◆ GIVEN REQUEST ◆
Could you copy the items from the line with "In this exercise you will locate the water reflection" to the line with "point(301, 169)", swapping "sunset sky" for "evening sky" and leaving the rest as is? Don't include the pictures.

◆ GIVEN DATA ◆
**********

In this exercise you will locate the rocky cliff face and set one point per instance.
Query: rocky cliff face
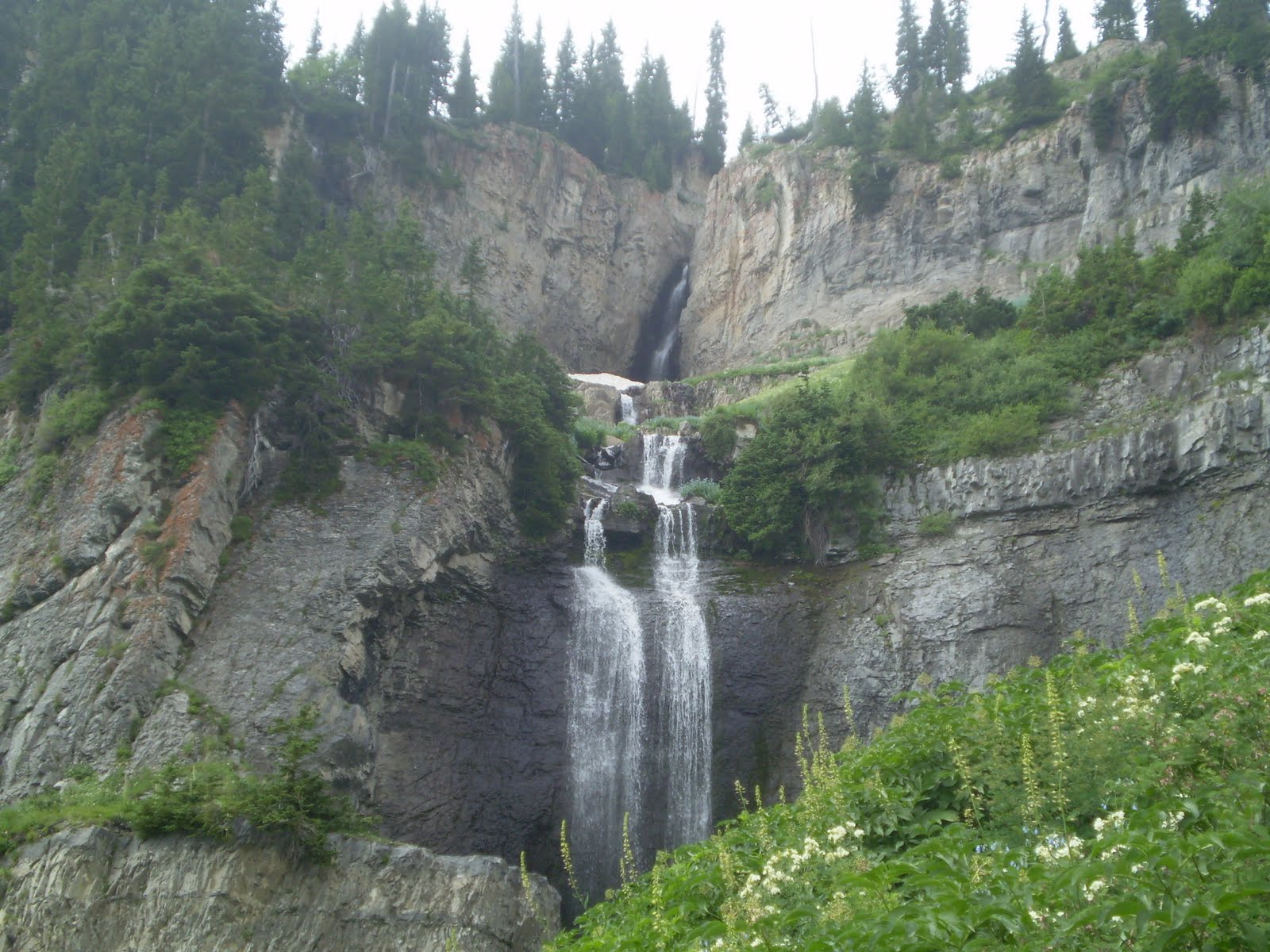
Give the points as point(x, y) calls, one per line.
point(780, 266)
point(93, 890)
point(573, 255)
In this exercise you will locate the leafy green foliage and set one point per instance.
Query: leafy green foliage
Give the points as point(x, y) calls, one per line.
point(200, 799)
point(194, 340)
point(69, 416)
point(1103, 801)
point(184, 436)
point(1187, 99)
point(977, 376)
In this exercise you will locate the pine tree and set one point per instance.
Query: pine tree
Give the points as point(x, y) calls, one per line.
point(1168, 22)
point(1115, 19)
point(865, 116)
point(1067, 48)
point(1032, 88)
point(935, 44)
point(564, 86)
point(714, 141)
point(959, 46)
point(464, 101)
point(506, 83)
point(908, 52)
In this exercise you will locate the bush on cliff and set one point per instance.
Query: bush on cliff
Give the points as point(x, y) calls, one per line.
point(1103, 801)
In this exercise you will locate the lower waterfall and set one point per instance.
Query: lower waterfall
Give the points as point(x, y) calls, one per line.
point(639, 763)
point(606, 716)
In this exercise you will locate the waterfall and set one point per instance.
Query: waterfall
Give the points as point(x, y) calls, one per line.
point(606, 715)
point(664, 467)
point(629, 413)
point(660, 363)
point(685, 647)
point(685, 677)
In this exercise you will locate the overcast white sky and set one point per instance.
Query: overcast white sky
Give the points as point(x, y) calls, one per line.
point(764, 44)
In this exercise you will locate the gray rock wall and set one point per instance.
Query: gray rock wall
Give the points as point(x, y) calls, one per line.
point(1172, 459)
point(93, 890)
point(798, 274)
point(573, 255)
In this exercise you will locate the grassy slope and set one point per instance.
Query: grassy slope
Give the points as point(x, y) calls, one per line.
point(1102, 801)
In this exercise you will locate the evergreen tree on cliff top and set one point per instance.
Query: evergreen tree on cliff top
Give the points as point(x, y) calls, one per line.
point(959, 48)
point(1115, 19)
point(464, 102)
point(908, 52)
point(714, 141)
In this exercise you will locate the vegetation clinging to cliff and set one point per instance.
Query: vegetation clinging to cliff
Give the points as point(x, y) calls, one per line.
point(139, 255)
point(1099, 801)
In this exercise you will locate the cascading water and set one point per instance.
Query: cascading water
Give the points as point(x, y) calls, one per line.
point(606, 715)
point(660, 363)
point(618, 772)
point(685, 647)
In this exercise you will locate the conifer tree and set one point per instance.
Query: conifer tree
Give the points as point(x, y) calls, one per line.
point(564, 88)
point(506, 83)
point(1067, 48)
point(959, 46)
point(464, 101)
point(1115, 19)
point(935, 44)
point(1032, 88)
point(908, 52)
point(714, 141)
point(1168, 22)
point(865, 116)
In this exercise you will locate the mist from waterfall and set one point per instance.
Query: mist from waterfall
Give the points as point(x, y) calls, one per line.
point(607, 717)
point(683, 647)
point(662, 359)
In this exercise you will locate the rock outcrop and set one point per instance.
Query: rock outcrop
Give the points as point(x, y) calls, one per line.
point(1172, 459)
point(781, 267)
point(572, 255)
point(93, 890)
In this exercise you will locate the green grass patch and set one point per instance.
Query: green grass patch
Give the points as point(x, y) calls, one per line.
point(706, 489)
point(1102, 801)
point(413, 456)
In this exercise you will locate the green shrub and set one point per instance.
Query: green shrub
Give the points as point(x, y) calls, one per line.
point(937, 524)
point(706, 489)
point(69, 416)
point(8, 461)
point(41, 478)
point(410, 455)
point(1102, 801)
point(719, 437)
point(184, 435)
point(241, 528)
point(200, 799)
point(1204, 287)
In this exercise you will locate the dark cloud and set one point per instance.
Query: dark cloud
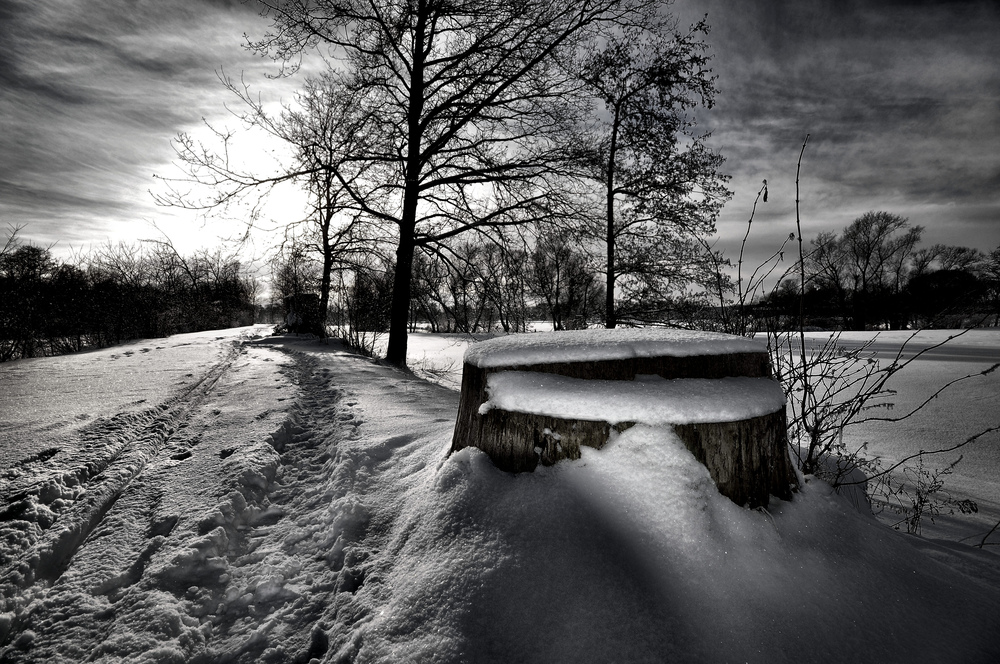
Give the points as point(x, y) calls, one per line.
point(91, 94)
point(902, 101)
point(901, 98)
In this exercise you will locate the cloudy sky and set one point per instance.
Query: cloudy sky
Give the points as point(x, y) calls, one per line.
point(901, 98)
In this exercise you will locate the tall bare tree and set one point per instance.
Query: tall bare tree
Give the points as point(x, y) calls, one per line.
point(661, 185)
point(458, 100)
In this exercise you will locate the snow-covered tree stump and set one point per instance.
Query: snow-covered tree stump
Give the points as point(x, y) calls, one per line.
point(537, 398)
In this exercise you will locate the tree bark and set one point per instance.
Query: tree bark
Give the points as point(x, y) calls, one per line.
point(747, 459)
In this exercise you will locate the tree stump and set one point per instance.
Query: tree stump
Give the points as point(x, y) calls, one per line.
point(537, 398)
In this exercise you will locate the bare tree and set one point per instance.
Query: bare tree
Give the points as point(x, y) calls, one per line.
point(661, 185)
point(458, 102)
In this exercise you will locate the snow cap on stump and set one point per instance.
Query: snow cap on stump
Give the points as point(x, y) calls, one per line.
point(537, 398)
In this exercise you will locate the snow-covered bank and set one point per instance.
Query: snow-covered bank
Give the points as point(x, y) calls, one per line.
point(302, 507)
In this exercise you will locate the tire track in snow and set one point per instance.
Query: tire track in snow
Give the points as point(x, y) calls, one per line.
point(47, 514)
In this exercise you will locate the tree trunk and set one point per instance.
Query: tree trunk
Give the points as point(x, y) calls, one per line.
point(748, 459)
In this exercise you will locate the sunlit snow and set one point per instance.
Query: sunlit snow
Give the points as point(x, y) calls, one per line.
point(289, 501)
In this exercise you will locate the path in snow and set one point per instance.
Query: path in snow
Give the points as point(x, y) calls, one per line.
point(221, 522)
point(292, 501)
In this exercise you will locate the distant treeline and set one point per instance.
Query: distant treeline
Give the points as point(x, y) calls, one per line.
point(873, 275)
point(121, 292)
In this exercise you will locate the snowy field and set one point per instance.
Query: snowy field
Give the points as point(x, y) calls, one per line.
point(228, 496)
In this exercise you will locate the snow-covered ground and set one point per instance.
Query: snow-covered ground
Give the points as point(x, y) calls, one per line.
point(221, 497)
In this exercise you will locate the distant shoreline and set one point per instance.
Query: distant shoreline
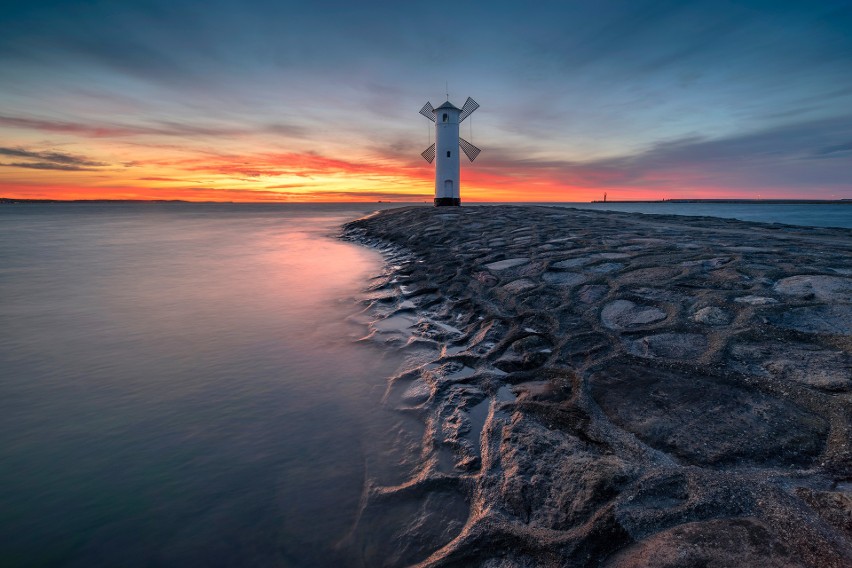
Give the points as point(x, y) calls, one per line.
point(744, 201)
point(11, 200)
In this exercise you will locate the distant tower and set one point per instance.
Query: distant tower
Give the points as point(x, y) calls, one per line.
point(447, 142)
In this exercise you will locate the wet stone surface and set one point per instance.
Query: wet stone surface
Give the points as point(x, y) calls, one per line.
point(608, 389)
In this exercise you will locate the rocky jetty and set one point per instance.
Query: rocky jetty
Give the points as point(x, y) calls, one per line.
point(612, 389)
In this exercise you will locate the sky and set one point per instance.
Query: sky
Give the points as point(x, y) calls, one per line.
point(263, 100)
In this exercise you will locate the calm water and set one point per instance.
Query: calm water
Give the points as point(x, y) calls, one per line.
point(179, 386)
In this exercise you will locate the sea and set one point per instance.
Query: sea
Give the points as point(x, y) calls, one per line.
point(186, 385)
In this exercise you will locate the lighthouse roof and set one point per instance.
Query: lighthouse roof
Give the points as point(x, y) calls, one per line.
point(448, 105)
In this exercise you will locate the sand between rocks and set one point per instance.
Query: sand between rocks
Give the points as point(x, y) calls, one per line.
point(613, 389)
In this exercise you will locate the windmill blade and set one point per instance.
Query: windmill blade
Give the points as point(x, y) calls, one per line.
point(429, 153)
point(428, 111)
point(469, 149)
point(470, 105)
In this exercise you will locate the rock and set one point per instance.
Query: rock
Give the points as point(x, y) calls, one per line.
point(711, 315)
point(572, 263)
point(798, 362)
point(834, 320)
point(668, 345)
point(563, 278)
point(756, 300)
point(720, 542)
point(823, 288)
point(508, 263)
point(592, 293)
point(705, 420)
point(520, 285)
point(623, 314)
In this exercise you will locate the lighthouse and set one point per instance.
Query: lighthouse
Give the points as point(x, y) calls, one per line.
point(445, 151)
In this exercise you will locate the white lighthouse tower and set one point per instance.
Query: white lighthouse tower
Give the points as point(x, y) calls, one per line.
point(445, 151)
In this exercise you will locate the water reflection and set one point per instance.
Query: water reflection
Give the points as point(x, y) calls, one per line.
point(181, 388)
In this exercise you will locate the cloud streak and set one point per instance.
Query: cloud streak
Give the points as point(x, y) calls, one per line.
point(49, 160)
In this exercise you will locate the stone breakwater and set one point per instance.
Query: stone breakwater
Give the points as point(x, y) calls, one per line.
point(611, 389)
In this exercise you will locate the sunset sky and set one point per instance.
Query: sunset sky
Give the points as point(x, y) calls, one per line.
point(303, 101)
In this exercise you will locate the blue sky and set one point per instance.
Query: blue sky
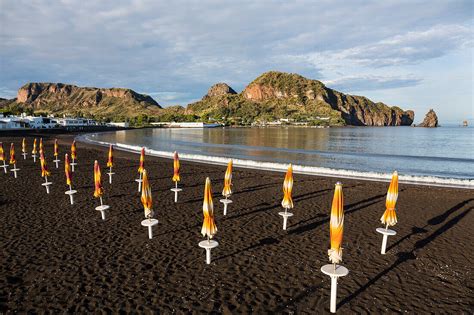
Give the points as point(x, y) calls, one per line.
point(413, 54)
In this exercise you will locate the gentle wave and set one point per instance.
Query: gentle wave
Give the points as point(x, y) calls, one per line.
point(301, 169)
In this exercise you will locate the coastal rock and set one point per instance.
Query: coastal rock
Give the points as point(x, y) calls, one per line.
point(430, 121)
point(59, 98)
point(275, 95)
point(218, 90)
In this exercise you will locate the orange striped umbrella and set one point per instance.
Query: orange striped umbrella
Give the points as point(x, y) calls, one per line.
point(389, 218)
point(34, 148)
point(287, 201)
point(110, 159)
point(176, 167)
point(98, 191)
point(2, 152)
point(41, 145)
point(67, 170)
point(336, 227)
point(44, 168)
point(73, 151)
point(227, 191)
point(209, 227)
point(142, 161)
point(12, 154)
point(146, 199)
point(56, 153)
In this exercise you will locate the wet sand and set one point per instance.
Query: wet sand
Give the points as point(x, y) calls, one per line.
point(64, 258)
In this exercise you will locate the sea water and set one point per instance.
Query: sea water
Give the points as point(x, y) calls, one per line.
point(442, 155)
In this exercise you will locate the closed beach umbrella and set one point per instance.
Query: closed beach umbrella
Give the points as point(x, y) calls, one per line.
point(23, 147)
point(73, 151)
point(176, 166)
point(34, 151)
point(110, 158)
point(44, 167)
point(67, 170)
point(2, 157)
point(389, 218)
point(73, 155)
point(227, 191)
point(141, 167)
point(146, 199)
point(34, 147)
point(12, 154)
point(56, 153)
point(41, 145)
point(98, 191)
point(209, 228)
point(13, 160)
point(287, 201)
point(336, 227)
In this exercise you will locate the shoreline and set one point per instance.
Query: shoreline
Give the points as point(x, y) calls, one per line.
point(297, 169)
point(65, 258)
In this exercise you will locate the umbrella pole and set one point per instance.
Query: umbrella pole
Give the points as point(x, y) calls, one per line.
point(46, 182)
point(71, 196)
point(140, 183)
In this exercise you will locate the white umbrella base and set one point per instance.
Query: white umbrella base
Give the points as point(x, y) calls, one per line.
point(150, 223)
point(208, 245)
point(15, 170)
point(285, 216)
point(5, 168)
point(102, 209)
point(71, 195)
point(110, 177)
point(225, 202)
point(47, 184)
point(334, 273)
point(386, 233)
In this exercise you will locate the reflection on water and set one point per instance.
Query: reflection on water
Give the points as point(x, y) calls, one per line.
point(445, 152)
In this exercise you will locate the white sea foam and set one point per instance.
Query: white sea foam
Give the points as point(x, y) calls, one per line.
point(298, 169)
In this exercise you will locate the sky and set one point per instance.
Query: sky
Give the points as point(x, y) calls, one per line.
point(413, 54)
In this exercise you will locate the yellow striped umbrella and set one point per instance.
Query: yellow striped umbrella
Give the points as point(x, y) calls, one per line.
point(110, 159)
point(146, 199)
point(98, 191)
point(56, 147)
point(12, 154)
point(287, 201)
point(336, 225)
point(2, 152)
point(41, 145)
point(73, 151)
point(176, 167)
point(44, 168)
point(141, 167)
point(33, 152)
point(23, 146)
point(227, 191)
point(209, 227)
point(67, 170)
point(389, 218)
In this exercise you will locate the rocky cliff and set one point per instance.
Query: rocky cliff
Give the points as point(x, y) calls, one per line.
point(276, 95)
point(58, 98)
point(430, 121)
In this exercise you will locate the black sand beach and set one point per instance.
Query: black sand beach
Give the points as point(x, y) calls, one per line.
point(61, 258)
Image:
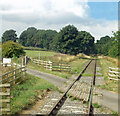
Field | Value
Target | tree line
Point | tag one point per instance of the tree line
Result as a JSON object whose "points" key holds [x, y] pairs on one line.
{"points": [[68, 40]]}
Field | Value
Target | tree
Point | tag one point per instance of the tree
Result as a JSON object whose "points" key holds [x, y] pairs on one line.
{"points": [[114, 50], [10, 49], [66, 39], [9, 35], [26, 36], [103, 45], [84, 43]]}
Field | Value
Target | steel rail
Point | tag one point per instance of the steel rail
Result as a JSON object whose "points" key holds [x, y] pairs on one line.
{"points": [[90, 108], [57, 106]]}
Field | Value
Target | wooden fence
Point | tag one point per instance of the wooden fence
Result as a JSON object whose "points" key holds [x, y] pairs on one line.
{"points": [[13, 77], [114, 73], [53, 66], [61, 67], [4, 99], [8, 79]]}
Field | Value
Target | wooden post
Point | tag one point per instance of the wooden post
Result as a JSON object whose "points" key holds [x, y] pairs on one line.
{"points": [[25, 60], [14, 77]]}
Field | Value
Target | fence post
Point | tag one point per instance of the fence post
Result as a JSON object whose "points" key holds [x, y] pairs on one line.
{"points": [[14, 77]]}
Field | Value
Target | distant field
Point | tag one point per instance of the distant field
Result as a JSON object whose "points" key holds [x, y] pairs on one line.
{"points": [[35, 54]]}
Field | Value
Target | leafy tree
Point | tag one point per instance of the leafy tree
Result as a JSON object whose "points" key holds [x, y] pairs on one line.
{"points": [[84, 43], [114, 50], [9, 35], [26, 36], [10, 49], [103, 45], [66, 39]]}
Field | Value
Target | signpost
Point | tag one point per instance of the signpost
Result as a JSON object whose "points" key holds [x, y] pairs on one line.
{"points": [[39, 55], [7, 61]]}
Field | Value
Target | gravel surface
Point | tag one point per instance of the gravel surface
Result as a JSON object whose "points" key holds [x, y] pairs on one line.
{"points": [[56, 80]]}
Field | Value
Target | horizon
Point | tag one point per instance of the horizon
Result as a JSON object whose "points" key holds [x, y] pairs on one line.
{"points": [[93, 17]]}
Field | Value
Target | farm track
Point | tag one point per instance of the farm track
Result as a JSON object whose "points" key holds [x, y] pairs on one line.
{"points": [[80, 92], [86, 96]]}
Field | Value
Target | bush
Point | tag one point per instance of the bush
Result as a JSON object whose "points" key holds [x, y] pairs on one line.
{"points": [[11, 49]]}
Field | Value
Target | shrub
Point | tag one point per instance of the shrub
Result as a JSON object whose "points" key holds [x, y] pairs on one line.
{"points": [[10, 49]]}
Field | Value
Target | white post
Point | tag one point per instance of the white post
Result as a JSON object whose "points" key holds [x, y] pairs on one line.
{"points": [[39, 55]]}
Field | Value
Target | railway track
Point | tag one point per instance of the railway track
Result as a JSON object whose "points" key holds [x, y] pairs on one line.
{"points": [[88, 92]]}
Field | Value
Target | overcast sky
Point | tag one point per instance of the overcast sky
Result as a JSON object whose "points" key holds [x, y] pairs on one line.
{"points": [[98, 18]]}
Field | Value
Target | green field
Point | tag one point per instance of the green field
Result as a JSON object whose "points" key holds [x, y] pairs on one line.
{"points": [[110, 85], [35, 54], [25, 94]]}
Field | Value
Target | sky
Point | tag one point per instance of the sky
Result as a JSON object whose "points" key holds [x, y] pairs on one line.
{"points": [[94, 16]]}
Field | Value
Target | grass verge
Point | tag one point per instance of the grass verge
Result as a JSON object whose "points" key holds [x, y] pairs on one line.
{"points": [[110, 85], [26, 93]]}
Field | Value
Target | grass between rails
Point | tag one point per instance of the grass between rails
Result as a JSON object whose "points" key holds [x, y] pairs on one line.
{"points": [[110, 85], [35, 54], [26, 93], [76, 66]]}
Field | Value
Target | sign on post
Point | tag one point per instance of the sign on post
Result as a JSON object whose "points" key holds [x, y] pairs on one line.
{"points": [[39, 55], [7, 61]]}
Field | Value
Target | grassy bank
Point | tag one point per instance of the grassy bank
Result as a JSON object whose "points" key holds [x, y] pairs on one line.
{"points": [[26, 93], [109, 84], [35, 54], [76, 66]]}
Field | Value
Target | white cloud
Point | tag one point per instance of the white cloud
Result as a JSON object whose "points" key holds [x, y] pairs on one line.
{"points": [[52, 14]]}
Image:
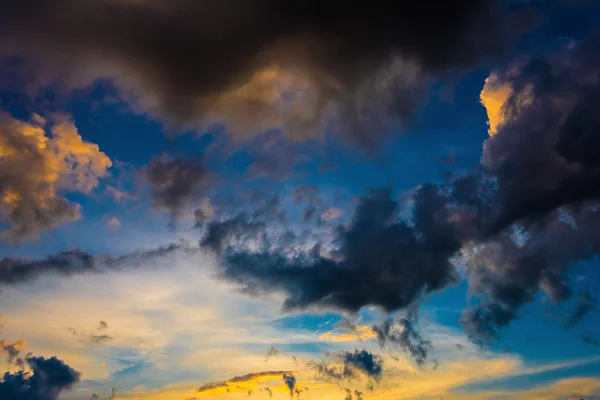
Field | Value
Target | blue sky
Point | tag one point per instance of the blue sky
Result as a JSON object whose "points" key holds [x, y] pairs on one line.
{"points": [[280, 235]]}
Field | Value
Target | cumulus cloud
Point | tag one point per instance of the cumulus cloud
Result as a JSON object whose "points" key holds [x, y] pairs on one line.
{"points": [[271, 352], [381, 261], [403, 334], [176, 183], [47, 380], [516, 220], [289, 379], [585, 304], [544, 155], [37, 166], [261, 65], [350, 364]]}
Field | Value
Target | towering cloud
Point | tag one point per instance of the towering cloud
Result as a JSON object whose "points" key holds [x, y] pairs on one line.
{"points": [[404, 335], [256, 65], [37, 167]]}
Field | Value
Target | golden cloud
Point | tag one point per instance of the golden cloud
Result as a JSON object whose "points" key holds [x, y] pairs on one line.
{"points": [[362, 332], [497, 96], [36, 166], [242, 383]]}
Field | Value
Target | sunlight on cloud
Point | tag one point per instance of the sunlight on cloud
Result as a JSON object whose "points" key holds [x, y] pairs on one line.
{"points": [[37, 166], [497, 98]]}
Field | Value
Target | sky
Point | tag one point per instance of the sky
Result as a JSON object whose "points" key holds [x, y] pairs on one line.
{"points": [[299, 200]]}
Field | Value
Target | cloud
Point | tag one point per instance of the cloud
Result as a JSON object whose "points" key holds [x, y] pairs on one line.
{"points": [[403, 334], [354, 332], [97, 339], [507, 272], [261, 66], [241, 383], [271, 352], [114, 223], [176, 183], [16, 271], [350, 365], [12, 350], [37, 166], [381, 260], [331, 214], [289, 379], [364, 362], [544, 156], [48, 379]]}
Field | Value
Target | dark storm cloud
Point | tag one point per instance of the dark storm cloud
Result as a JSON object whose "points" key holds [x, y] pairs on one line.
{"points": [[251, 377], [508, 272], [179, 59], [349, 365], [364, 362], [546, 153], [176, 183], [382, 261], [402, 333], [585, 303], [16, 271], [48, 379]]}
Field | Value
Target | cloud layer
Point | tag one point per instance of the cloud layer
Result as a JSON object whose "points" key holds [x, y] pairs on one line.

**********

◆ WRITTEN RESPONSE ◆
In this exercise you will locate the water reflection and set one point per instance.
Query: water reflection
Give the points as point(x, y) calls, one per line.
point(181, 388)
In this exercise you will locate the cloud streak and set one point per instance.
Query: cloud streak
Give the points as point(x, y) calls, one per line.
point(49, 160)
In this exercise you will locate the stone breakwater and set one point per instance.
Query: stone breakwater
Give the points as point(x, y) calls, one per line.
point(611, 389)
In this exercise you will locate the evening sky and set one point per instance.
Query: evening sky
Give the points as point(x, y) calls, one per line.
point(303, 101)
In this exercise you will locate the blue sky and set one point per instance.
Query: blue sky
Give the points as point(x, y) calls, one per line.
point(413, 54)
In this exercise you will locate the gentle wave and set one point per instance.
Query: gentle wave
Give the points as point(x, y) calls, one per line.
point(301, 169)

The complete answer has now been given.